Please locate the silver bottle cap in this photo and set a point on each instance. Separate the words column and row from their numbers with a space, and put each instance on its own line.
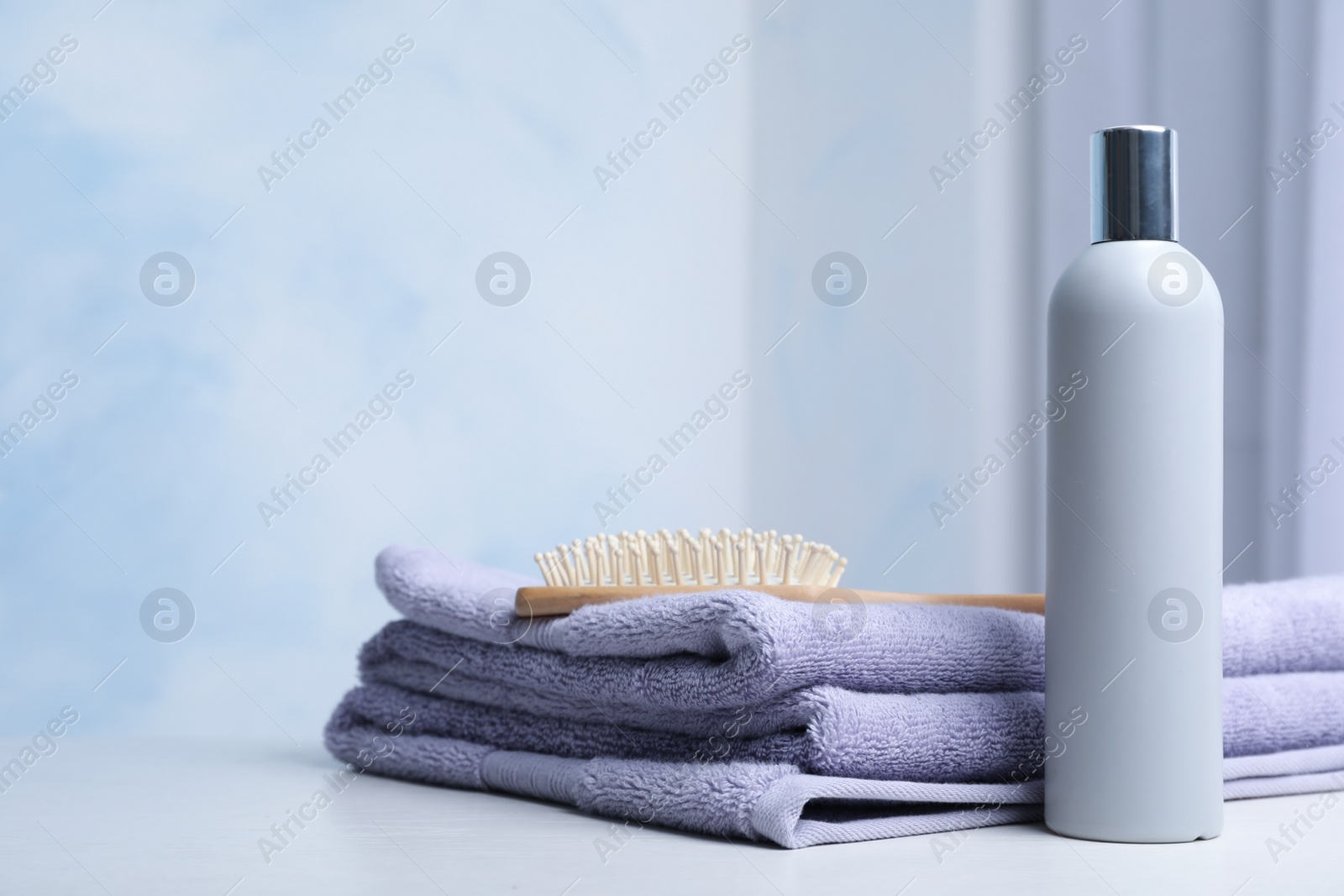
column 1133, row 174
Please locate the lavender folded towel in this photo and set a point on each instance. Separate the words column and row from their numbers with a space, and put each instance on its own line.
column 759, row 801
column 963, row 738
column 871, row 691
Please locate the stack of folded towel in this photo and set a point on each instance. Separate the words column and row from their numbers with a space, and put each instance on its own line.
column 738, row 714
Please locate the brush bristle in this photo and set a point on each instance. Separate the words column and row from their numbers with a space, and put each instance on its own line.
column 714, row 560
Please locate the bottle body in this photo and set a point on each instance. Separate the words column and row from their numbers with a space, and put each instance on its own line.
column 1135, row 547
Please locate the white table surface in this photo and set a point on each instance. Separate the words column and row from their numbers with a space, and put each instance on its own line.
column 185, row 817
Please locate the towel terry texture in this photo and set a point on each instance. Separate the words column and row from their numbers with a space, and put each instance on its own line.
column 738, row 714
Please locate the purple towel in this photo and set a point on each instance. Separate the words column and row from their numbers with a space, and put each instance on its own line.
column 963, row 738
column 757, row 801
column 737, row 647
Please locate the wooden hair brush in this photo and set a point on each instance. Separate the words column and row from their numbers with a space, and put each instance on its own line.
column 620, row 567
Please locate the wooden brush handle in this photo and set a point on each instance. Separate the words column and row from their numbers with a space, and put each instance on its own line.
column 559, row 600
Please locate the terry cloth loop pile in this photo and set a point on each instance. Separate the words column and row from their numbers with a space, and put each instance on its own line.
column 738, row 714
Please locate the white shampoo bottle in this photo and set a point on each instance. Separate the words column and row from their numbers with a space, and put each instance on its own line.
column 1135, row 517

============

Task instructions — Reproduce every entry above word for word, omitting the picture.

Full answer —
Please locate the silver bottle cap in this photo and set a point on each instance. Separate the words column and row from their numbers with a space, and put each instance on its own line.
column 1133, row 174
Please locate the lavender folded towel in this photo and set a point on each instance. Separate the words column and row from their numbers with a space, and put each instance on its own line.
column 759, row 801
column 963, row 738
column 871, row 691
Please locate the stack of folded towel in this photo and set a point on each instance. Separate the words column and row from their numbers with a space, and put each instance on its own line.
column 738, row 714
Please locate the brush bristle in this photo and set a point on each instance. Separate the words column and row from their numbers with a space, and put each instance on its own line.
column 714, row 560
Please locate the bottle body in this photo and set a point on each instance. Separate the words column and row from their numbers with a space, and put each instance on its own line.
column 1135, row 547
Please locate the white table surface in this photo and set a point on each instance. Separate the words column and row from their numbers with a space, and put each instance on its own line.
column 185, row 817
Please locate the towel terry texture in this photo and set a point on each instance. Separate the words column and row from their numbers with a space, and put each instance on its own line.
column 738, row 714
Please locate the purple towel in this photo and set a point on each instance. Separate the words column and row from their numbers with a space, and put each instance on its own line.
column 963, row 738
column 757, row 801
column 737, row 647
Please locate the wooden hair brush in this photo and set a point on each instance. Separate the words column and row from their numbers with a space, and put each instance on its own line.
column 620, row 567
Please locate the wooden brush handle in this photo and set a point on each instance. Separate the words column and row from their numbers with a space, and put each instance on its own line.
column 559, row 600
Please locate the terry cloth loop pile in this photo and set a point on each instance. Separate the words column and row from their numbers with a space, and put each instance on its own line.
column 738, row 714
Please locate the white shampoo bottle in this photo and set a point on each instance. Separate the words column and row from their numbers with a space, and put each instance on its own line.
column 1135, row 517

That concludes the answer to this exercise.